DC Cook told me incredulously that a
senior officer broke with normal
procedure and informed Clack, before
he was questioned, that the other
suspect was dead. Clack then blamed
the dead man for everything, and
escaped with a £5,000 fine - and
inherited one third of Hocquart's
wealth, at his bequest.
Wills featured strongly in the
fortunesof the Islington and Channel
Islands paedophiles. Police
discovered that Neil Hocquart
inherited his wealth from the
Guernsey sea captain.
But Captain Hocquart possibly paid
dearly for befriending orphans: he
died soon after making out his will
in the younger man's favour.
Scotland Yard detectives told me
they found at least "two or three"
wills of older men who died of
apparent heart attacks shortly after
leaving everything to Neil Hocquart.
The officers cheerfully called him a
"murderer". These deaths were never
investigated: the suspect, after
all, was now also dead.
Hocquart wasn't the only person in
his circle to become rich this way.
A Jersey-born friend of Hocquart's,
who started his childcare career on
the island before becoming a key
supplier of children from
Islington's care homes to paedophile
rings, similarly inherited a
fortune.
Nicholas John Rabet was for many
years deputy superintendent of
Islington council's home at 114
Grosvenor Avenue.
He and a colleague, another single
man later barred from social work by
the Department of Health, both took
children on unauthorised trips to
Jersey. Allegations mounted but
nothing was done.
Rabet's opportunities to obtain
victims massively increased after he
befriended the widow of an American
oil millionaire. She died after
rewriting her will in his favour.
◆ ◆ ◆ ◆ ◆ ◆ ◆
### Task goal
From the news extract, set down the passage that begins at the words "Hocquart wasn't the" and stops after the words "Grosvenor Avenue.".
◆ ◆ ◆ ◆ ◆ ◆ ◆
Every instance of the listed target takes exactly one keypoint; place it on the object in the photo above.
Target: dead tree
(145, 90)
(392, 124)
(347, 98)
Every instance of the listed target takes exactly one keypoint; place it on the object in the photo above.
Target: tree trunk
◆ ◆ ◆ ◆ ◆ ◆ ◆
### Response to this exercise
Hocquart wasn't the only person in
his circle to become rich this way.
A Jersey-born friend of Hocquart's,
who started his childcare career on
the island before becoming a key
supplier of children from
Islington's care homes to paedophile
rings, similarly inherited a
fortune.
Nicholas John Rabet was for many
years deputy superintendent of
Islington council's home at 114
Grosvenor Avenue.